Work required
Look through the entries and report how many lines include the word "exact". Give the number alone.

╭──

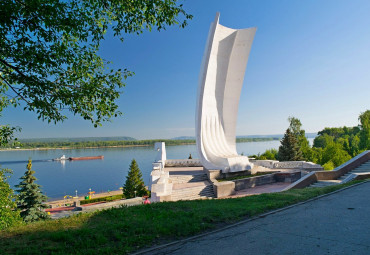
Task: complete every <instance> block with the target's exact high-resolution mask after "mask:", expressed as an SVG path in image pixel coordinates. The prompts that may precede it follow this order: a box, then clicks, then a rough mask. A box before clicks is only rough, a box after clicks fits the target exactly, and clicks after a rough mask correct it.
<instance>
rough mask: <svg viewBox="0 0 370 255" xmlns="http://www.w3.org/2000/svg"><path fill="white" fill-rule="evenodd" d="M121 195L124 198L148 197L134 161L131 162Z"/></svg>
mask: <svg viewBox="0 0 370 255" xmlns="http://www.w3.org/2000/svg"><path fill="white" fill-rule="evenodd" d="M123 194H124V196H125V197H126V198H133V197H135V196H136V197H142V196H146V195H148V190H147V189H146V188H145V185H144V181H143V176H142V174H141V171H140V169H139V166H138V165H137V163H136V160H135V159H133V160H132V161H131V165H130V171H129V172H128V175H127V177H126V182H125V185H124V186H123Z"/></svg>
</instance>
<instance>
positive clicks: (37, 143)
mask: <svg viewBox="0 0 370 255" xmlns="http://www.w3.org/2000/svg"><path fill="white" fill-rule="evenodd" d="M274 140H279V138H276V137H272V138H237V139H236V142H237V143H245V142H265V141H274ZM156 142H165V143H166V145H167V146H173V145H192V144H195V140H190V139H189V140H169V139H155V140H134V141H82V142H70V141H67V142H63V141H58V142H25V143H21V144H19V145H18V146H13V147H11V148H2V149H1V151H10V150H17V151H19V150H69V149H96V148H125V147H142V146H153V145H154V143H156Z"/></svg>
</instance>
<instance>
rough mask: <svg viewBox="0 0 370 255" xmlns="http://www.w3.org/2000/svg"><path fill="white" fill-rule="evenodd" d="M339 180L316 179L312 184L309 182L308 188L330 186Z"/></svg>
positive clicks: (336, 182) (318, 187) (316, 187)
mask: <svg viewBox="0 0 370 255" xmlns="http://www.w3.org/2000/svg"><path fill="white" fill-rule="evenodd" d="M339 183H340V181H339V180H325V181H317V182H315V183H313V184H311V185H310V186H309V187H310V188H319V187H320V188H321V187H326V186H331V185H336V184H339Z"/></svg>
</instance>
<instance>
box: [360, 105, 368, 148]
mask: <svg viewBox="0 0 370 255" xmlns="http://www.w3.org/2000/svg"><path fill="white" fill-rule="evenodd" d="M358 119H359V120H360V123H361V131H360V143H359V146H360V149H361V150H369V149H370V110H367V111H365V112H363V113H361V114H360V116H359V118H358Z"/></svg>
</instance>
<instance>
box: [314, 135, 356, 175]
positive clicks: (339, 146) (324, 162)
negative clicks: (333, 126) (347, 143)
mask: <svg viewBox="0 0 370 255" xmlns="http://www.w3.org/2000/svg"><path fill="white" fill-rule="evenodd" d="M350 159H351V156H350V155H349V154H348V153H347V152H346V151H345V150H344V149H343V146H342V145H341V144H340V143H336V142H331V143H329V144H328V145H327V146H326V147H325V149H324V150H323V151H322V157H321V162H320V164H321V165H322V166H323V167H324V169H325V170H332V169H333V168H334V167H337V166H340V165H341V164H343V163H345V162H346V161H348V160H350ZM328 162H329V165H328ZM330 162H331V163H330ZM325 165H326V166H325ZM329 166H330V167H332V166H333V168H330V167H329Z"/></svg>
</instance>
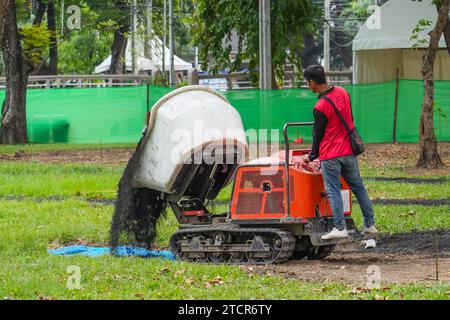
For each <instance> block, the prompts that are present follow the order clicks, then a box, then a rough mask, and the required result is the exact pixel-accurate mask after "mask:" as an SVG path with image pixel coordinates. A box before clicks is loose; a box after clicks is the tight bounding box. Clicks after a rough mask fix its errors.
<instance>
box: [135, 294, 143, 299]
mask: <svg viewBox="0 0 450 320" xmlns="http://www.w3.org/2000/svg"><path fill="white" fill-rule="evenodd" d="M135 296H136V297H137V298H139V299H141V300H144V298H145V296H144V294H143V293H136V294H135Z"/></svg>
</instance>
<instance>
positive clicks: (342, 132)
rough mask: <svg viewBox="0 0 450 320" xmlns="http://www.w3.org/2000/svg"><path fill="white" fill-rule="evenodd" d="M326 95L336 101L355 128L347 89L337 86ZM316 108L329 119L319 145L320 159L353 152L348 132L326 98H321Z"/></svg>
mask: <svg viewBox="0 0 450 320" xmlns="http://www.w3.org/2000/svg"><path fill="white" fill-rule="evenodd" d="M326 96H327V97H328V98H330V99H331V101H333V102H334V104H335V105H336V107H337V109H338V110H339V111H340V112H341V114H342V117H343V118H344V120H345V122H347V125H348V126H349V128H350V130H351V129H353V127H354V124H353V120H352V113H351V109H350V108H351V107H350V97H349V95H348V93H347V91H346V90H345V89H344V88H342V87H338V86H335V87H334V89H333V90H331V91H330V92H328V93H327V94H326ZM314 109H316V110H319V111H320V112H322V113H323V114H324V115H325V116H326V117H327V119H328V122H327V127H326V128H325V133H324V136H323V139H322V141H321V142H320V146H319V159H320V160H329V159H333V158H337V157H343V156H348V155H350V154H353V151H352V147H351V145H350V137H349V135H348V132H347V130H346V129H345V127H344V125H343V124H342V122H341V120H340V119H339V117H338V115H337V114H336V111H334V108H333V107H332V106H331V105H330V103H329V102H328V101H326V100H324V99H319V101H318V102H317V103H316V105H315V106H314Z"/></svg>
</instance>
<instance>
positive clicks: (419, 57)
mask: <svg viewBox="0 0 450 320" xmlns="http://www.w3.org/2000/svg"><path fill="white" fill-rule="evenodd" d="M378 18H379V20H377V19H378ZM420 19H426V20H431V21H432V25H431V26H430V27H427V28H426V29H425V30H424V31H422V32H421V33H419V39H424V40H427V43H426V44H419V46H418V48H417V49H413V48H412V47H413V45H414V44H415V43H416V41H415V40H411V36H412V35H413V30H414V29H415V28H416V26H417V24H418V22H419V20H420ZM436 20H437V10H436V6H434V5H432V4H431V0H423V1H422V2H418V1H415V2H413V1H411V0H390V1H388V2H387V3H385V4H384V5H383V6H381V7H380V11H379V13H377V12H374V14H372V16H371V17H369V19H368V20H367V21H366V23H365V24H364V25H363V26H362V27H361V28H360V30H359V32H358V34H357V35H356V37H355V39H354V40H353V82H354V83H373V82H383V81H390V80H395V79H396V77H397V69H398V71H399V78H400V79H411V80H420V79H422V75H421V66H422V57H423V55H424V54H425V50H426V48H427V47H428V41H429V39H430V37H429V35H428V32H429V31H430V30H431V29H432V28H433V27H434V25H435V23H436ZM439 48H440V49H439V50H438V53H437V55H436V62H435V71H434V77H435V80H450V55H449V54H448V52H447V49H446V44H445V40H444V37H442V38H441V39H440V42H439Z"/></svg>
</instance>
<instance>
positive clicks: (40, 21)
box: [33, 0, 46, 25]
mask: <svg viewBox="0 0 450 320" xmlns="http://www.w3.org/2000/svg"><path fill="white" fill-rule="evenodd" d="M33 6H34V7H35V8H36V9H35V10H34V12H35V13H34V15H35V18H34V21H33V24H34V25H39V24H41V23H42V20H44V14H45V9H46V5H45V3H44V2H42V0H34V1H33Z"/></svg>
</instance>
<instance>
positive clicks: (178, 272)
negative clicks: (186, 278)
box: [175, 269, 186, 276]
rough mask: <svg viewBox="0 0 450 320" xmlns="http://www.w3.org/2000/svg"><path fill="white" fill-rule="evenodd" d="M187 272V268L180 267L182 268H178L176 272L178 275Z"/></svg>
mask: <svg viewBox="0 0 450 320" xmlns="http://www.w3.org/2000/svg"><path fill="white" fill-rule="evenodd" d="M185 272H186V269H180V270H177V271H176V272H175V274H176V275H177V276H179V275H182V274H184V273H185Z"/></svg>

╰──

Written answer
2